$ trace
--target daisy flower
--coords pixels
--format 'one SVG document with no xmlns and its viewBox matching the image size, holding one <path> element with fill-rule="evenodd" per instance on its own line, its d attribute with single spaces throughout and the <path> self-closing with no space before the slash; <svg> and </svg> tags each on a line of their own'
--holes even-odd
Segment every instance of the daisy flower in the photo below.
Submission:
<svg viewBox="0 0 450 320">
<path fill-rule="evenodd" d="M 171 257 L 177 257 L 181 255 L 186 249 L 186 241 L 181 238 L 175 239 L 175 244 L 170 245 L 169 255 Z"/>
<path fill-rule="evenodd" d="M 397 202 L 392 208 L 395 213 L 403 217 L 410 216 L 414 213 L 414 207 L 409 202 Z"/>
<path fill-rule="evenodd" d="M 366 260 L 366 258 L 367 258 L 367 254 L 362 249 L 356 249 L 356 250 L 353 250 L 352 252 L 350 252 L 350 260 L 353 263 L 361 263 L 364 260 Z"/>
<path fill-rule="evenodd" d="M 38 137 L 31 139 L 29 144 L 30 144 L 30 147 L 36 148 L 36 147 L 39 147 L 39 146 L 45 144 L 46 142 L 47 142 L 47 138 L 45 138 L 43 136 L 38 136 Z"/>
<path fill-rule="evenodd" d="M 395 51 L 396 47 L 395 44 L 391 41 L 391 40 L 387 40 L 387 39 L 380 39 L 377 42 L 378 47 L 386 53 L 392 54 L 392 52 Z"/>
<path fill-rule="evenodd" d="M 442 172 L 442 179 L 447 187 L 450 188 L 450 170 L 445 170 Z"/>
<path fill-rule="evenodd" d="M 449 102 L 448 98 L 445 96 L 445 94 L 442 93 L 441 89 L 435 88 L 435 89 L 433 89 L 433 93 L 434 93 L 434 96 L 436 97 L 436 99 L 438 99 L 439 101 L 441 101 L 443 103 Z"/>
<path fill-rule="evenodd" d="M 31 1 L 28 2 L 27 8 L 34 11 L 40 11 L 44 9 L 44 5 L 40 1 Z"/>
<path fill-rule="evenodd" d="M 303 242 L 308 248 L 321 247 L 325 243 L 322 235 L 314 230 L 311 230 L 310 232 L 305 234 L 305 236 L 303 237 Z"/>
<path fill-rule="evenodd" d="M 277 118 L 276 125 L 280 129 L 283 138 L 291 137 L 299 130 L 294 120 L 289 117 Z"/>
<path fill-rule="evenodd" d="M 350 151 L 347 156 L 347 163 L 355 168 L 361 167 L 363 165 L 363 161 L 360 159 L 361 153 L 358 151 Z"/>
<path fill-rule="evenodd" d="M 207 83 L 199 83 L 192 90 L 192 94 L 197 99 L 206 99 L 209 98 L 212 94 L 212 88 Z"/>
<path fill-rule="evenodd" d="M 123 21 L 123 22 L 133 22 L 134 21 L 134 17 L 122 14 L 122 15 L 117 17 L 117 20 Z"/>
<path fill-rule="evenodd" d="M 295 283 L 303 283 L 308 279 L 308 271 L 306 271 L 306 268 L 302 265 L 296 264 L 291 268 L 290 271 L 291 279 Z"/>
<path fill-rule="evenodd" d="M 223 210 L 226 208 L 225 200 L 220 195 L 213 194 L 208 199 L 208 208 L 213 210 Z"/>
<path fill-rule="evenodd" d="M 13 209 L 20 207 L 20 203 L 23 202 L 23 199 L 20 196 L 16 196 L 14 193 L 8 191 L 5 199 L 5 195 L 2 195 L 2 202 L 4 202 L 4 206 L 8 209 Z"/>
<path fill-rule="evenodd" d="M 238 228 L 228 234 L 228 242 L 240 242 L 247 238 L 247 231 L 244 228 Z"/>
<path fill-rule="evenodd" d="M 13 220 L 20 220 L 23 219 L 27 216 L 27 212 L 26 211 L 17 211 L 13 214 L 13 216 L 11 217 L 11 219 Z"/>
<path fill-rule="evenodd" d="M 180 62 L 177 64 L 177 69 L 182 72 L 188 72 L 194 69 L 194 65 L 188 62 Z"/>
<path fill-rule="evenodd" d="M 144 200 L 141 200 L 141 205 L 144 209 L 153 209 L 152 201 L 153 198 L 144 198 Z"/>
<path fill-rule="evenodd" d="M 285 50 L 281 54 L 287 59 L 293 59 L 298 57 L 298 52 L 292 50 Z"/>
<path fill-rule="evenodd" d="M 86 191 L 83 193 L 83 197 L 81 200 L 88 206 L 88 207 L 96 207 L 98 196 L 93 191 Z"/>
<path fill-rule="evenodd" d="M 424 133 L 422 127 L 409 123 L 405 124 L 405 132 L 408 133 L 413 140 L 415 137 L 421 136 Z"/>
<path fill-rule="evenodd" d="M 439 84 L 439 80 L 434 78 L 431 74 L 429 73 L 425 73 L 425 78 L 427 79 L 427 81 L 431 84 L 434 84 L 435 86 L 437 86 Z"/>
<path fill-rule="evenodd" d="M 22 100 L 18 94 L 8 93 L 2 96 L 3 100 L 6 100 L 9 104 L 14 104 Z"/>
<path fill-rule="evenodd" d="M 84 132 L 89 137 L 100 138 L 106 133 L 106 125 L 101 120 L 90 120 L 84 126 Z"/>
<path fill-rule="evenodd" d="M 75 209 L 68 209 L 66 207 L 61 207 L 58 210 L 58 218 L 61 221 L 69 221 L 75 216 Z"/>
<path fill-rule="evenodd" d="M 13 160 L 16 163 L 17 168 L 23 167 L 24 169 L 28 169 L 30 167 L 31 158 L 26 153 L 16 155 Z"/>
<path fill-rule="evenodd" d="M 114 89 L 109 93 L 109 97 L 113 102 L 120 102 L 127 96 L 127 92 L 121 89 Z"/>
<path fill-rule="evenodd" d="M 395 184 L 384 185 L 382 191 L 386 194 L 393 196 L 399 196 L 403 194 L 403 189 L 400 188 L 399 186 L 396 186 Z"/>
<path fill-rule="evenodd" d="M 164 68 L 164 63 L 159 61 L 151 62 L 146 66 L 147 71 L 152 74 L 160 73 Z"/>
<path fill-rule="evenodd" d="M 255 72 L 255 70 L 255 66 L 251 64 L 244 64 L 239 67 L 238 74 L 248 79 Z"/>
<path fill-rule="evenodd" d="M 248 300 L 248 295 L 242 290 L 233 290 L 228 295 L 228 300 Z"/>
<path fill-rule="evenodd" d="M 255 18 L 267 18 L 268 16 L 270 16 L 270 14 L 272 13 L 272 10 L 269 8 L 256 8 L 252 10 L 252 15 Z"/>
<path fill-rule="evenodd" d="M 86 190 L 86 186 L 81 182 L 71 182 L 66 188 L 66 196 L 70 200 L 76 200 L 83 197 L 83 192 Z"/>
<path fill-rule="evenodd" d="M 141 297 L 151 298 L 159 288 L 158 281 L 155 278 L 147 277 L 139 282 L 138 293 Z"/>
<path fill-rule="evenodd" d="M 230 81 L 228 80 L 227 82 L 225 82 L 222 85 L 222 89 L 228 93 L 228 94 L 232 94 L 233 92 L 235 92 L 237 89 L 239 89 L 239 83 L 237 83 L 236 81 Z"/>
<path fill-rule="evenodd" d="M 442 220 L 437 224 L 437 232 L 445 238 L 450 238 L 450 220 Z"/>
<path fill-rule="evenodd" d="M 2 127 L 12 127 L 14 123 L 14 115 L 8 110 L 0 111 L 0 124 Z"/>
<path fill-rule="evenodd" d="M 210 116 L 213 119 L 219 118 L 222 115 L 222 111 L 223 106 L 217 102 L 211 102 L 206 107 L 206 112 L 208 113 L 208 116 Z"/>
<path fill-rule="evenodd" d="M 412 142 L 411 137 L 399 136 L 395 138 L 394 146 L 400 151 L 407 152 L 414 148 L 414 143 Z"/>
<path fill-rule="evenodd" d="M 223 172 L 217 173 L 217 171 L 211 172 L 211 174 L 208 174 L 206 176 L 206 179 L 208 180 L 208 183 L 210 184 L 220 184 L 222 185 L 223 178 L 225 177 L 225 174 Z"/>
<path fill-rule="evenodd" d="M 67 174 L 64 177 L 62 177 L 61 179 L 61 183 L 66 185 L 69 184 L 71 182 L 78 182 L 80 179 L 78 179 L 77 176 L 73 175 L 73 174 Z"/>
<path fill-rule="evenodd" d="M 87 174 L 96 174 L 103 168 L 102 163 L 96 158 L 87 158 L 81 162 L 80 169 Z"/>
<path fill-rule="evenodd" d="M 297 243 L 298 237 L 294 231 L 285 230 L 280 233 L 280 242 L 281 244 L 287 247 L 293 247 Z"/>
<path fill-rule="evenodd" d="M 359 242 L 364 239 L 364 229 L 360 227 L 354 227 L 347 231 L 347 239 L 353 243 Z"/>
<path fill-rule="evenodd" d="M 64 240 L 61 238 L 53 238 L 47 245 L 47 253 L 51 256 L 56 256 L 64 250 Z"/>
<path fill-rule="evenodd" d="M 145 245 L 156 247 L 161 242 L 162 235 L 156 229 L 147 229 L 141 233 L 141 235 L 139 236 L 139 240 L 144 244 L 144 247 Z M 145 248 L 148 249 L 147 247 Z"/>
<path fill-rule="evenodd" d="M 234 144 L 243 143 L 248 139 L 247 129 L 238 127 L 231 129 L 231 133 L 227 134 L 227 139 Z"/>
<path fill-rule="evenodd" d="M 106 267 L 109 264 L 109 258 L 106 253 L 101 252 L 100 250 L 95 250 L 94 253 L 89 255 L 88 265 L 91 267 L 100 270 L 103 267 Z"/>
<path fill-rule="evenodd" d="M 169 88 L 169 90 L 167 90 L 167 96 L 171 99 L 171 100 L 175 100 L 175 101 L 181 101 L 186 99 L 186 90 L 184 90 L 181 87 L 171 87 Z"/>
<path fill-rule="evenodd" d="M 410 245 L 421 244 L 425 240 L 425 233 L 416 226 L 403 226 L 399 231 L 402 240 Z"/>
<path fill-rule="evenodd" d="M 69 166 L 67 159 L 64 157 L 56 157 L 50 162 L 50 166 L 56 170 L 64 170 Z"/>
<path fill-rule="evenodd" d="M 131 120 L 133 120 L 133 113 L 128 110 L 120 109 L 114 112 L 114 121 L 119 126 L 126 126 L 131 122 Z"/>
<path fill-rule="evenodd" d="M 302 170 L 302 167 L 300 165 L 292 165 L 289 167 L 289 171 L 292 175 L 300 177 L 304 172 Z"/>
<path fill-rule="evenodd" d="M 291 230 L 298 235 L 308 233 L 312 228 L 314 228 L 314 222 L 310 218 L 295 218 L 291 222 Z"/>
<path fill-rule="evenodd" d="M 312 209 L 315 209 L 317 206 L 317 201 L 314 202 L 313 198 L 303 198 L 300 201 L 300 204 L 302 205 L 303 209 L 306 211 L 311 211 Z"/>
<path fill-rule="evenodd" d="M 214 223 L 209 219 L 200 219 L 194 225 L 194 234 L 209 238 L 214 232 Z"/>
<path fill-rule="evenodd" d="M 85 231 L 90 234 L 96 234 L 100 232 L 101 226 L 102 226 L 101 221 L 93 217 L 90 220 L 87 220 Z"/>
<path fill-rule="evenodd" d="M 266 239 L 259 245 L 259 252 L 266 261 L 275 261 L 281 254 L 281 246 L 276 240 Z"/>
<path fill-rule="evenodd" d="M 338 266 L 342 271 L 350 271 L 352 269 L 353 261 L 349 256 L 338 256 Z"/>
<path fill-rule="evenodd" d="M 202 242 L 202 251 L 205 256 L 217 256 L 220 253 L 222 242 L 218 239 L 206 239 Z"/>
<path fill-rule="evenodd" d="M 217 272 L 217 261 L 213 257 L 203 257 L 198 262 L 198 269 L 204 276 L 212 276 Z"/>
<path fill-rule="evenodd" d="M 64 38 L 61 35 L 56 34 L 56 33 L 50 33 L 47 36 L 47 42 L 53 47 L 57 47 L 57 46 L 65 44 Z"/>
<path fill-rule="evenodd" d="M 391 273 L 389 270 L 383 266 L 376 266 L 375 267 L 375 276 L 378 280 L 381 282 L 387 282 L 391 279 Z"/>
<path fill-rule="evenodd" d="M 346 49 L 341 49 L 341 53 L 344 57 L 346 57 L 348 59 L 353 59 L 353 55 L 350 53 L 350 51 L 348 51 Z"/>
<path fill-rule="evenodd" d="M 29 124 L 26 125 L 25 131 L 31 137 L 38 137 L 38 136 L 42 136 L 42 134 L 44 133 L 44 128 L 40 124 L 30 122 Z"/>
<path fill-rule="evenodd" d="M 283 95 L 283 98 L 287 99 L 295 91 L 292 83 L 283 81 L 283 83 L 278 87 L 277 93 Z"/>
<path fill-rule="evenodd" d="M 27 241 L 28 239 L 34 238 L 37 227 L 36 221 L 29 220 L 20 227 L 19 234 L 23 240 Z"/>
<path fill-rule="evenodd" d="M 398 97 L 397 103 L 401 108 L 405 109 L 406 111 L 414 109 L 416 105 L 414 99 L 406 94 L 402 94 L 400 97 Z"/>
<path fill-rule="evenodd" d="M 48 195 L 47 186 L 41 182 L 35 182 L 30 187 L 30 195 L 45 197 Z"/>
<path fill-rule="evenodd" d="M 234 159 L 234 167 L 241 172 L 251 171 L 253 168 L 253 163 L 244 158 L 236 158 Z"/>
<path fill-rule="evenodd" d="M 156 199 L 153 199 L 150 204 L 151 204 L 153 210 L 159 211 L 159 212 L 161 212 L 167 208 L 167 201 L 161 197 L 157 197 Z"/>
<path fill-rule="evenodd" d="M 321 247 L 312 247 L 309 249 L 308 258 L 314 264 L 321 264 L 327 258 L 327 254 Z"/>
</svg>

*Task details*. Using the listing, copy every line where the word "viewBox" shows up.

*Expected answer*.
--format 'one SVG document with no xmlns and its viewBox matching the image size, holding one <path> element with fill-rule="evenodd" per instance on its own line, its d attribute with single spaces throughout and the <path> self-closing with no space before the slash; <svg> and </svg> tags each on a line of their own'
<svg viewBox="0 0 450 320">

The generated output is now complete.